▶ TEXT EXCERPT
How does a political strategist think that a closing argument promoting late term abortions is going to persuade Hispanics and Catholics to move toward Harris?

How does Joe Biden get 16 million more votes in 2020 than did Obama in 2012 and Harris in 2020? I do not know. Biden won 81.2 million votes in 2020, while Trump won in 2024 with 76,500, when he had 74.2 million in 2020 and Harris lost in 2024 with 73,900, although these totals are not final. I do know that Biden beat the vote totals of Harris in every state, and I think in every precinct, and he beat her in demographics like black, women, and youth. 

The lack of insight into why the election went the way it did will be a self-inflicted malady. The continued efforts to paint all things Trump as fascist, Hitler, and white-supremacist will work with those who already believe it but will not be persuasive outside that self-created echo-chamber. 

I was impressed with the final Rasmussen poll, but then, I have been impressed historically with this poll:

 

🔴 Trump: 49% (+3)

🔵 Harris: 46%

🟢 Other: 3%

🟡 Undecided: 2%

 

At Trump +3% Popular Vote:

 

1.  TRUMP Wins 310-330 EVs

2. HOUSE GOP Gains 10-30 additional seats – this was wrong

3.  SENATE GOP Gains 3-6 additional seats

 

I voted for GOP in Florida because I am a political conservative. I want less federal government. I want fewer wars, and thus did not like George W. Bush in the Middle East or Biden in Ukraine. It was enough for me that RFKJr, for whom I would have voted, Tulsi Gabbard, Elon Musk, Nikki Haley, for whom I did vote, are campaigning for Trump. It may seem minor, but Riley Gaines makes a strong point protecting female sports as important in itself as well as a symbol of larger issue. I trust that if we are friends, we will stay such even if we disagree on this political matter. There are things far more important than that. 

I have read the Democrat Party platform. The Dem platform had entire chapters with which I disagreed, climate change agenda being the big one. However, entire chapters seemed like an alternate universe to me. I just do not see the world scene or the military, for example, being in such wonderful shape as the document says. I certainly do not see the economy as being such great shape as the document suggests. More than that, I can only assume that this document stands as the Harris agenda, although most of it understandable refers to Biden. It rarely mentioned Biden (7 times in 24 pages), whereas Dems mentioned Trump 150 times in 91 pages, and refers to the MAGA crowd in a derogatory way regularly. The Dems in tone were polemical, broadsides against their opponents. Polemics can help people see the differences between two sides. The weakness of a polemic is that it exaggerates one’s own virtues and paints the opponent as if they have nothing to contribute to the country. Overall, I get that they really do not like Trump, but that is not a policy. I also get that they think a climate emergency requires immediate action, and I do not. I also get that they want abortions mandated as a right rather than differentiated democratically within the states, which I also disagree with. They think democracy is at risk when they are the ones who removed their own nominee through elites, replaced the voted upon nominee by the elite, and have colluded with social media to suppress free speech, as Zuckerberg has recently admitted. They really like the American Rescue Plan. They think they have done a wonderful job on the border. They think they have done a wonderful job with crime. It shows that when it comes to statistics, one can make them serve any agenda one wants.

▶ DIRECTIVES
**1)** Translate this sentence from the election commentary into Spanish: "Polemics can help people see the differences between two sides."
**2)** From the election commentary, repeat word for word the part that opens with the words containing "How does a political" and closes with "move toward Harris?".
The rows have no role in any work on the election commentary.

▶ ITEMS
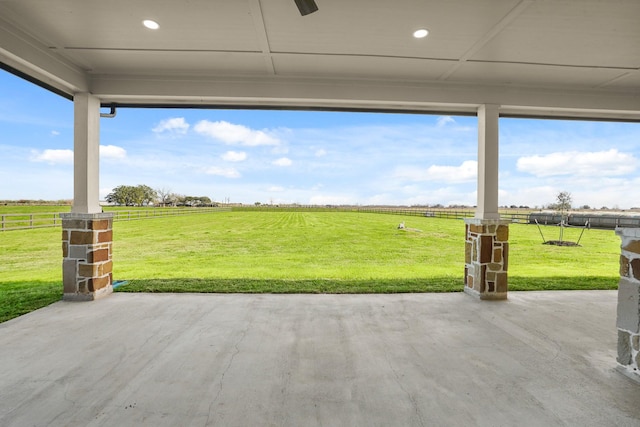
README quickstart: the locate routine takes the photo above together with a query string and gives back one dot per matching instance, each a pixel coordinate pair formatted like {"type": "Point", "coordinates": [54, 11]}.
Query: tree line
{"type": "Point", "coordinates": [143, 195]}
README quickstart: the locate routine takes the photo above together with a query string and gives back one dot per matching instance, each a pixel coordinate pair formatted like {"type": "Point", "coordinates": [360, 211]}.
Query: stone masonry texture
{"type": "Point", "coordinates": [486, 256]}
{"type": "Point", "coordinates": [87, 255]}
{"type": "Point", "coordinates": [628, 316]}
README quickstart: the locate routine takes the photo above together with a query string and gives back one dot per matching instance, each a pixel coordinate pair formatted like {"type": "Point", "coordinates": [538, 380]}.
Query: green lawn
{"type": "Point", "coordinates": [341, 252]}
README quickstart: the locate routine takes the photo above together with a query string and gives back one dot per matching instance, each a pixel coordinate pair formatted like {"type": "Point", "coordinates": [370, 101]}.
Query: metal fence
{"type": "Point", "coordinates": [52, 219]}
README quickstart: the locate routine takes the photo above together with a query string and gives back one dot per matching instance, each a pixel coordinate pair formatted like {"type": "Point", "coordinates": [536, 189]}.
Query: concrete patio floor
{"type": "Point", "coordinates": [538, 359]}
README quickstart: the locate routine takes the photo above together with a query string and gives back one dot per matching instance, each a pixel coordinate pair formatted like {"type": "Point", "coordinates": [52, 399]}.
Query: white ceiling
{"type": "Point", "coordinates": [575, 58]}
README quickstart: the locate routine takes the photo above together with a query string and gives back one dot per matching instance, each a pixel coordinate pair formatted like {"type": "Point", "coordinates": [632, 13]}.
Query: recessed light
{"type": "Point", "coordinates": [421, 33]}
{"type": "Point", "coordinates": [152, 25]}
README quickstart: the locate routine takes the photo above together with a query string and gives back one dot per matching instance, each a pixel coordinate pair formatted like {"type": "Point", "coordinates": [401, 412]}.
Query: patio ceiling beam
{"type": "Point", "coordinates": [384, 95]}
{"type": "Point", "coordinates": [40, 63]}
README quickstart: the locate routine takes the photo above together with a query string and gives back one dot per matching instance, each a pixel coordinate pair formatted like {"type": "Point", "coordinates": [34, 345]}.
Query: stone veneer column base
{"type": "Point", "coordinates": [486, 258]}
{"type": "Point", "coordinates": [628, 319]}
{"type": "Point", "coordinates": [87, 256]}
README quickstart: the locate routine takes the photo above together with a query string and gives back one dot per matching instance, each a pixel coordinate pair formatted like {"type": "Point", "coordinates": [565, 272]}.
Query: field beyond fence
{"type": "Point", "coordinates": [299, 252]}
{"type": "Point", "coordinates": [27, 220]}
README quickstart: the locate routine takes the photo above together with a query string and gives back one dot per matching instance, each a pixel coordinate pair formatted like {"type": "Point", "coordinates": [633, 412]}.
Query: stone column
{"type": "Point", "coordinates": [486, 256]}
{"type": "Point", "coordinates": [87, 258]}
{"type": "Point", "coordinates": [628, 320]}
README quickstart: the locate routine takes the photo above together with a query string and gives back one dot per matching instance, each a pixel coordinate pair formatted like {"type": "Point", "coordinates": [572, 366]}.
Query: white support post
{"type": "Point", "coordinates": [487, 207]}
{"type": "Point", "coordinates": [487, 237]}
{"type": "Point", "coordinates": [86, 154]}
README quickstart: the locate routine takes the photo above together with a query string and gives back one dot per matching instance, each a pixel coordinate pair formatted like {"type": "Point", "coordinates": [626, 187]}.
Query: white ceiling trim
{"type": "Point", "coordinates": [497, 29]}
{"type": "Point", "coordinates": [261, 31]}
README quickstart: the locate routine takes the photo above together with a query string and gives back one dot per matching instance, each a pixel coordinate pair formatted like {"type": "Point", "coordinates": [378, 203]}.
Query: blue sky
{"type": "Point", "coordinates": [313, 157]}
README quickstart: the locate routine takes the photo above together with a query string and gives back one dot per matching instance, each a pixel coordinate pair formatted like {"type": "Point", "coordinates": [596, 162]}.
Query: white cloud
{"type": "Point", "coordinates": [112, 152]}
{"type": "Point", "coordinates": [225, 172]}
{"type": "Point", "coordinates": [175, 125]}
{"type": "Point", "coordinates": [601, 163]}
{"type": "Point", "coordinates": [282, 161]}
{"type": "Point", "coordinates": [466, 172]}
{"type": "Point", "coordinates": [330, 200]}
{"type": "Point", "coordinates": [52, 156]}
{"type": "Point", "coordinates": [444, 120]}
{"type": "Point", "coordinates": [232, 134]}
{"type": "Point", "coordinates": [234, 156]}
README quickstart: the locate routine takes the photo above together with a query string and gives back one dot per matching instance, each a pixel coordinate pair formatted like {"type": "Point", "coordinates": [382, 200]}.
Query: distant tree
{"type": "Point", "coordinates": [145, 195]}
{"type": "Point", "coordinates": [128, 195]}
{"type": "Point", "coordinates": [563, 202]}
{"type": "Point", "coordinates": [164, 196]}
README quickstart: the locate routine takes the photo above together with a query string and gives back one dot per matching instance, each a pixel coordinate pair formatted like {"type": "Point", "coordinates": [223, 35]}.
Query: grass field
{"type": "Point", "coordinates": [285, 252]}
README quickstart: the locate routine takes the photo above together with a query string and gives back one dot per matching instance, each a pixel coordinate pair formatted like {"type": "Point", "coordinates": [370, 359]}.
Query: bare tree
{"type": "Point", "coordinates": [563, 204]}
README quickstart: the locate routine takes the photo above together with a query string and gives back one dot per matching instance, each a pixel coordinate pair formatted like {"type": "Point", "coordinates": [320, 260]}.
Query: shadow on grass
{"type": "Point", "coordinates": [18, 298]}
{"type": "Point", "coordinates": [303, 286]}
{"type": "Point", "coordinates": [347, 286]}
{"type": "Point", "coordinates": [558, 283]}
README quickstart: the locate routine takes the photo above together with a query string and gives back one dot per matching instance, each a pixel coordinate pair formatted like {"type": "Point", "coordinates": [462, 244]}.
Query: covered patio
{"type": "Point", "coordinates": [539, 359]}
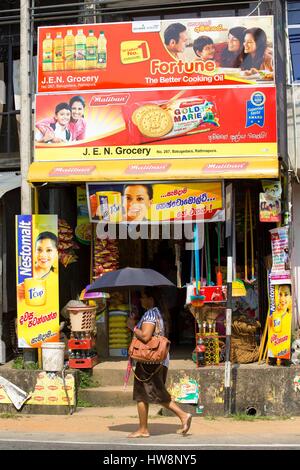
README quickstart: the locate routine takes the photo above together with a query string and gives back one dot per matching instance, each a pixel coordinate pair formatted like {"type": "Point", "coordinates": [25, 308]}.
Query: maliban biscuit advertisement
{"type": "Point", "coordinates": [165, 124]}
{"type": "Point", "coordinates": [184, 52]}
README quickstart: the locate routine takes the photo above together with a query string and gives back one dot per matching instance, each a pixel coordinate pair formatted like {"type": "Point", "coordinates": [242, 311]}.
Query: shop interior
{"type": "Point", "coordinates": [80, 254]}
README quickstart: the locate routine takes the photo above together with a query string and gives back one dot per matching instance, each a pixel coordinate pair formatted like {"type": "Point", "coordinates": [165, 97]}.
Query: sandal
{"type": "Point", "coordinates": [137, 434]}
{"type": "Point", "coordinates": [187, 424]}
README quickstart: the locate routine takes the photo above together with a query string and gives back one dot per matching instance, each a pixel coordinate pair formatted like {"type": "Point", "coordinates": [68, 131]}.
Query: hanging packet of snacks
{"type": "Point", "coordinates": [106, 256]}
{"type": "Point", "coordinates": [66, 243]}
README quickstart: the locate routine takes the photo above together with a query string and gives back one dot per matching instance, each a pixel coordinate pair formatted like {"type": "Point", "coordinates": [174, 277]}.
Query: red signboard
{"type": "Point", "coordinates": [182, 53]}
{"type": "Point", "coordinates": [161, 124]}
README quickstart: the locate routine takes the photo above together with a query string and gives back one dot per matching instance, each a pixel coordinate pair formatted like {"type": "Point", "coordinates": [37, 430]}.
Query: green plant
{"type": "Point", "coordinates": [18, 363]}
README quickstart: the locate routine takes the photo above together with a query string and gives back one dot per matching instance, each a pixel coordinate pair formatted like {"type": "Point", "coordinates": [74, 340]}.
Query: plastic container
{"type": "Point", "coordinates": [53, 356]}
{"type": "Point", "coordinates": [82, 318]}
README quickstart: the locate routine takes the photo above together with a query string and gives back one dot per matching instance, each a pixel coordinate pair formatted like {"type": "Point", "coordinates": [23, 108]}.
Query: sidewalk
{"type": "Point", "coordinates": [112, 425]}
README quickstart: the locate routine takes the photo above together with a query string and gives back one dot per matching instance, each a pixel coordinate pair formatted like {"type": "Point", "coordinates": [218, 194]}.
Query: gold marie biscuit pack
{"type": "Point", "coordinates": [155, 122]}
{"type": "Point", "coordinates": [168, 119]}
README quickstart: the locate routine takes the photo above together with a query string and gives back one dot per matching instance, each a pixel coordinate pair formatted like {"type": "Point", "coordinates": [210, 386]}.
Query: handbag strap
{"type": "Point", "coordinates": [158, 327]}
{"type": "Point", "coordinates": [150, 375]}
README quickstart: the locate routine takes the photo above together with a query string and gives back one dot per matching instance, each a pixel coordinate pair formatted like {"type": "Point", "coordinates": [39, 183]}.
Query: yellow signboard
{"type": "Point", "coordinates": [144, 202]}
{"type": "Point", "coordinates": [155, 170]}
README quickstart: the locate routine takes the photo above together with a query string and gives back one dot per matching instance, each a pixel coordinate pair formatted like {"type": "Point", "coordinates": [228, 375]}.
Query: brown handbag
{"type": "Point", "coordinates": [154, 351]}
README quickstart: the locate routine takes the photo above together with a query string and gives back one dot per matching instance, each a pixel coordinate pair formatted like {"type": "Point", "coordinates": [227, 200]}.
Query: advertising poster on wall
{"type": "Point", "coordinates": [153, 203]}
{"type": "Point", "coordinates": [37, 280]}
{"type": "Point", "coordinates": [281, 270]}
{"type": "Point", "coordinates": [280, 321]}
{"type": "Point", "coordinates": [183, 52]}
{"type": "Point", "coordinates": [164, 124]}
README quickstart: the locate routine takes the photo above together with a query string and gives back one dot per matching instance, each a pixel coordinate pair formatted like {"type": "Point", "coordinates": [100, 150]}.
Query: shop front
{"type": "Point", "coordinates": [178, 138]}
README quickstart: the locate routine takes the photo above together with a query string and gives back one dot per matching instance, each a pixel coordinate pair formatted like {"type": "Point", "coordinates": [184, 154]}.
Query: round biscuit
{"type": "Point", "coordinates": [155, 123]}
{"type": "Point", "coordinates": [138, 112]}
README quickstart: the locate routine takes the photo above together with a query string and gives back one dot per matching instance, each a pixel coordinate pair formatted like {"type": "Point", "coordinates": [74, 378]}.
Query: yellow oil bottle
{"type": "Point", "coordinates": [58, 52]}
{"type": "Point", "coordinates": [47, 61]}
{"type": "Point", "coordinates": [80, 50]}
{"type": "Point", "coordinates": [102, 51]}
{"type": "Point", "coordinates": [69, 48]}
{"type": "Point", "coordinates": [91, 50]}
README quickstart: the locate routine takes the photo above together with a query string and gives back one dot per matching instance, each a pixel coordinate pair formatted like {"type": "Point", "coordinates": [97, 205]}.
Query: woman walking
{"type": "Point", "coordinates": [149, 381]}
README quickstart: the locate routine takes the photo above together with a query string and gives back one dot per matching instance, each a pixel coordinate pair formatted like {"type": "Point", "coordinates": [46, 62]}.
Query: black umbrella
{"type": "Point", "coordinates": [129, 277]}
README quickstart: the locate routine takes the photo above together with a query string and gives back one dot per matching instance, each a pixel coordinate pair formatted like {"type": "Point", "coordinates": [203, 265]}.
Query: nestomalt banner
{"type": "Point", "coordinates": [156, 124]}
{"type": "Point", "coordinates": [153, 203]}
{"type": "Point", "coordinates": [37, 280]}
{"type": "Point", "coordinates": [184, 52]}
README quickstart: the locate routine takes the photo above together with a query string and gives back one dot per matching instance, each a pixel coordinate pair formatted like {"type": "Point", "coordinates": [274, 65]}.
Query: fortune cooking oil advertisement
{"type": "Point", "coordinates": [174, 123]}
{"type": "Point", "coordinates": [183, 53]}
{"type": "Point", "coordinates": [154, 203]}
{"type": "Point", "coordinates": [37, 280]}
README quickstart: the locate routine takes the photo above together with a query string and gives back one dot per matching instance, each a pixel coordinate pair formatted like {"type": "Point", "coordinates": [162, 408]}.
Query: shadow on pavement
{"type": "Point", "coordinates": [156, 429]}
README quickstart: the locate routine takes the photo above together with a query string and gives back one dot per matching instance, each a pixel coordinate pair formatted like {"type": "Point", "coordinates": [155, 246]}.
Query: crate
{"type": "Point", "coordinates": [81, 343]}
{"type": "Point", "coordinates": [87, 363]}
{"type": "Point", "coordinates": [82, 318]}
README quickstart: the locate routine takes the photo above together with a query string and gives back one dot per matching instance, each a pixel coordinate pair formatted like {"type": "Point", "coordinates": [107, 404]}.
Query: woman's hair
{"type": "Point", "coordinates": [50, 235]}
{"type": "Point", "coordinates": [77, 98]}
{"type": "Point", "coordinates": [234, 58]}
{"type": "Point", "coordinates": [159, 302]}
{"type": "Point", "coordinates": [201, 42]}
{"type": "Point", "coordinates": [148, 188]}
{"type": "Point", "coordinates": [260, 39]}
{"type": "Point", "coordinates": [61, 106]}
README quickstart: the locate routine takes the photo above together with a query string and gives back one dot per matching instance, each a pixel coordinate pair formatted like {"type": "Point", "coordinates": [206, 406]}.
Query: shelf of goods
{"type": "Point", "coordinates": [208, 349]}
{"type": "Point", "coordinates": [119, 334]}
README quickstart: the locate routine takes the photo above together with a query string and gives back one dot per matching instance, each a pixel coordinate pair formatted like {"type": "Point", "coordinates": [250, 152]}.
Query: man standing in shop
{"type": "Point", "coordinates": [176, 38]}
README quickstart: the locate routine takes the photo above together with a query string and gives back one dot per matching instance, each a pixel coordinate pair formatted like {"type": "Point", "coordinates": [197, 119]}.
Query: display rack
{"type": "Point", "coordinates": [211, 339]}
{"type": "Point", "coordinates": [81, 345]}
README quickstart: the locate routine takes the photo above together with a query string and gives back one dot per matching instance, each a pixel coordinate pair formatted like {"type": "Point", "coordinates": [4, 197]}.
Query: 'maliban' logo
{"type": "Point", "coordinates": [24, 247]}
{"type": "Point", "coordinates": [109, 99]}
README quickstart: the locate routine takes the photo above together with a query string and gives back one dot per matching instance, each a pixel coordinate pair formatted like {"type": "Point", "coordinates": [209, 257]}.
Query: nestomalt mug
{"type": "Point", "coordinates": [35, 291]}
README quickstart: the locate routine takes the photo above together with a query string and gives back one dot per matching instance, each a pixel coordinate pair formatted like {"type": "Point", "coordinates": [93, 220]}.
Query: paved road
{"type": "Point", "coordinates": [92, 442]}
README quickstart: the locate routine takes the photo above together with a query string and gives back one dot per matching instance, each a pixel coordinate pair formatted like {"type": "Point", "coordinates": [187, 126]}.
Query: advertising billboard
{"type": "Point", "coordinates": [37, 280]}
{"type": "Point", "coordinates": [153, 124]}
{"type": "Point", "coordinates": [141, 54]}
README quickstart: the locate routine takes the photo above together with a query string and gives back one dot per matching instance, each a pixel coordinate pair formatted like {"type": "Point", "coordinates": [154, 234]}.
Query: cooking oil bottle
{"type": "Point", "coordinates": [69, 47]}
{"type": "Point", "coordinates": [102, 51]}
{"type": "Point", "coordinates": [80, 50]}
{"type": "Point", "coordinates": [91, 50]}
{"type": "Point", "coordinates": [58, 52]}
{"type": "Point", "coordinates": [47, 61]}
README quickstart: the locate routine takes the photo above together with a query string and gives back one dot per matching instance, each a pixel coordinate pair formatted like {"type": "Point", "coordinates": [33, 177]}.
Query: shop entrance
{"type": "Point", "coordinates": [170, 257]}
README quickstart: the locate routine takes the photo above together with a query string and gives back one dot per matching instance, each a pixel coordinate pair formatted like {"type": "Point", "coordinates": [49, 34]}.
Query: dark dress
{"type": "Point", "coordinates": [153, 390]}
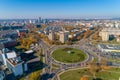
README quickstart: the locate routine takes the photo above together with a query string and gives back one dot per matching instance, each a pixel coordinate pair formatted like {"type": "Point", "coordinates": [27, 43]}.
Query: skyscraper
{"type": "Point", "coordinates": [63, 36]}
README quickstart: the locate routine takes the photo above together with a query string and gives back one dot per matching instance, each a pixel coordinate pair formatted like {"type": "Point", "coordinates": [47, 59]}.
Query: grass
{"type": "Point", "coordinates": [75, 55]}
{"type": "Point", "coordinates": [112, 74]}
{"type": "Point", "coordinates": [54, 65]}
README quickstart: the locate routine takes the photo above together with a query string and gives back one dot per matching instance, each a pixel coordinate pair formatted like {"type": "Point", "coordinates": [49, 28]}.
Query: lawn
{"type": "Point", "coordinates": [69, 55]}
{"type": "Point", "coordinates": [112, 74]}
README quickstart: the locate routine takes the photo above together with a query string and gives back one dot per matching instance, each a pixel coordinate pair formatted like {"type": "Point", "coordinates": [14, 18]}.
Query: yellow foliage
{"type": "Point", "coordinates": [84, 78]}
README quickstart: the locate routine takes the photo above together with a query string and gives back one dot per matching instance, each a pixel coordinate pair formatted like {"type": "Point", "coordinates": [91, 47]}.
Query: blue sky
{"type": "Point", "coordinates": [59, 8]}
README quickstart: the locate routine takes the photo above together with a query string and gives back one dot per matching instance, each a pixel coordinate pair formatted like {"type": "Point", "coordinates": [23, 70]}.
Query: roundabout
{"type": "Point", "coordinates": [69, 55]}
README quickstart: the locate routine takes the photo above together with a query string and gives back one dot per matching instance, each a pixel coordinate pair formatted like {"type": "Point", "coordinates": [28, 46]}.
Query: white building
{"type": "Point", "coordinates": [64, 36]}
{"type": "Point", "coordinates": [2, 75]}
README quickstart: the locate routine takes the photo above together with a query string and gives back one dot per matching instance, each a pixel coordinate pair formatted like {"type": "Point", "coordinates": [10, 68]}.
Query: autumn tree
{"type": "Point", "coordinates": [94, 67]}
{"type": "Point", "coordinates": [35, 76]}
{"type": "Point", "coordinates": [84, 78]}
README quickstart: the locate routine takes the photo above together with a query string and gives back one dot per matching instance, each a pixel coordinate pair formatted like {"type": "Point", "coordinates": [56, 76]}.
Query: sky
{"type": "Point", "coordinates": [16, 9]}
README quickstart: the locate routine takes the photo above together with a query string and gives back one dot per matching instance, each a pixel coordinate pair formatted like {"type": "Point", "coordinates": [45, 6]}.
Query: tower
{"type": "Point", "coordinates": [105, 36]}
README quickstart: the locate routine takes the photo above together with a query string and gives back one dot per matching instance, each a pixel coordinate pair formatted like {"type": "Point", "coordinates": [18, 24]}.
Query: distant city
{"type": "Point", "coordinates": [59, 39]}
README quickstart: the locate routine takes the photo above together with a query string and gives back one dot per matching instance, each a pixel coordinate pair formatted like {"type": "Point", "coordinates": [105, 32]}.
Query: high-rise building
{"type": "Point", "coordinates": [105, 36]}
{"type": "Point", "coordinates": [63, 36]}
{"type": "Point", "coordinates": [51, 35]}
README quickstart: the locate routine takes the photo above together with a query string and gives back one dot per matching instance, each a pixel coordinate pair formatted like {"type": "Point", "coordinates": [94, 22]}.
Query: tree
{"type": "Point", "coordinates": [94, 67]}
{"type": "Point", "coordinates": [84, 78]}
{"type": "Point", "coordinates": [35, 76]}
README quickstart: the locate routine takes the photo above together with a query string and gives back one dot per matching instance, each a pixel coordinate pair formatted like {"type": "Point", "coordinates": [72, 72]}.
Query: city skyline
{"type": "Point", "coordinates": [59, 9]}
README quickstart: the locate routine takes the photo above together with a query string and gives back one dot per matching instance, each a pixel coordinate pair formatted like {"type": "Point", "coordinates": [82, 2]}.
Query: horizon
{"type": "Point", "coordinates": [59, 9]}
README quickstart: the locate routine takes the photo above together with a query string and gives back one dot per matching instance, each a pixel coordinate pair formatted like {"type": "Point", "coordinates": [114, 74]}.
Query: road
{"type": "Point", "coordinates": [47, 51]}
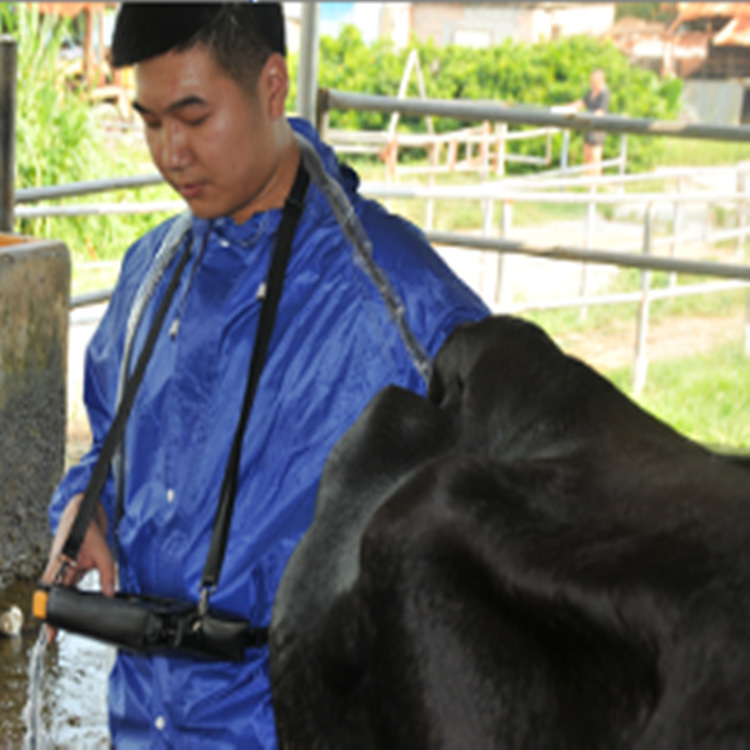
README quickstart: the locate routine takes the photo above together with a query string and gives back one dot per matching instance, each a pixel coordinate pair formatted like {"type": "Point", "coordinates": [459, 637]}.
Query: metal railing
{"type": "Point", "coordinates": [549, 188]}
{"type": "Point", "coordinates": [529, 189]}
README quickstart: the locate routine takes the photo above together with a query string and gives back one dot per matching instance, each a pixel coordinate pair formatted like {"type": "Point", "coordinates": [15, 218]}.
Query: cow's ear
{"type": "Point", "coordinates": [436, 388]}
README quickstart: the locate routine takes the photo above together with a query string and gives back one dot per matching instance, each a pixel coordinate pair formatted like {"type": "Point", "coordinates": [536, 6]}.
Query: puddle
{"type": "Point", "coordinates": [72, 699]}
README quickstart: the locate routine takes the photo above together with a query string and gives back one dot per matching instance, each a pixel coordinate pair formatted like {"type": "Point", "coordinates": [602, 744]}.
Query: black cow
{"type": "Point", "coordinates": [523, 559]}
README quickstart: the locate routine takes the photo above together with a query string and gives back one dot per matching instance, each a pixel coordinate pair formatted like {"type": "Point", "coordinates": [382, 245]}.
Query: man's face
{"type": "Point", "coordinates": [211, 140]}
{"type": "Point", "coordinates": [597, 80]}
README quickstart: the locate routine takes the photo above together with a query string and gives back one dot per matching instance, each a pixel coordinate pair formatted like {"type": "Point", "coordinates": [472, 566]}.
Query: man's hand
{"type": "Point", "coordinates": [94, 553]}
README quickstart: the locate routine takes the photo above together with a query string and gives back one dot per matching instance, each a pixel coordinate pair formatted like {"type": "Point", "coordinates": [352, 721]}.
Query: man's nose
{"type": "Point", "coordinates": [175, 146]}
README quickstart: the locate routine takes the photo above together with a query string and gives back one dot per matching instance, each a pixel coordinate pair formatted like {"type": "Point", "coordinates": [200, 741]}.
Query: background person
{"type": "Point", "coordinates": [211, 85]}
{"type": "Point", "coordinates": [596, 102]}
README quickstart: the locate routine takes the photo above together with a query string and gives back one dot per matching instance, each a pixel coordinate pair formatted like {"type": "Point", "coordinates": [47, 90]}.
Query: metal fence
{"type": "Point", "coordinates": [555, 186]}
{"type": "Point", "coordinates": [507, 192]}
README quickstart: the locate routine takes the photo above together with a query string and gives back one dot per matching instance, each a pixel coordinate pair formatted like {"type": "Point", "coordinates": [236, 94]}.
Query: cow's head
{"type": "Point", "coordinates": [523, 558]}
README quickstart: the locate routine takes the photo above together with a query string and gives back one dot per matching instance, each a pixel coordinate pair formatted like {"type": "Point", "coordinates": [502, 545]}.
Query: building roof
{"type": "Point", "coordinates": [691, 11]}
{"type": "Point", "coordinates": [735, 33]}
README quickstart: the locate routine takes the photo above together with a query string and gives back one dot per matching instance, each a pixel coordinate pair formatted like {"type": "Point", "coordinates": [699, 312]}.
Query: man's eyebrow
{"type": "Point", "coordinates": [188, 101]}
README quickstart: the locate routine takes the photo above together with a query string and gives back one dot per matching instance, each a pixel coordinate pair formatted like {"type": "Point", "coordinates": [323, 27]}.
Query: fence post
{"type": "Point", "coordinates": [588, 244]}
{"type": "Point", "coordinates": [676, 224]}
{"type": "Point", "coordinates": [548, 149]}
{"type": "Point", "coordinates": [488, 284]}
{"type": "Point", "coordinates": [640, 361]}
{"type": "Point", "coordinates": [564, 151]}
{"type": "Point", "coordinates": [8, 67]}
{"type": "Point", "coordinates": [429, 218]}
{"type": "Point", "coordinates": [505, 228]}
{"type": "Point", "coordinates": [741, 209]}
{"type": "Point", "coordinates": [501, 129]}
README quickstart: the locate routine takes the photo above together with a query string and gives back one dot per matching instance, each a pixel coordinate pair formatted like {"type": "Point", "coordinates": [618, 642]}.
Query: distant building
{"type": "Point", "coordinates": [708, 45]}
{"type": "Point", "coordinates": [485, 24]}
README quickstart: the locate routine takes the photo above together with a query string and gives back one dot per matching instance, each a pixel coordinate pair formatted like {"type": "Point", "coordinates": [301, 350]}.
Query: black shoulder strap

▶ EXERCISE RESPONSES
**1)** Las polémicas pueden ayudar a las personas a ver las diferencias entre dos bandos.

**2)**
How does a political strategist think that a closing argument promoting late term abortions is going to persuade Hispanics and Catholics to move toward Harris?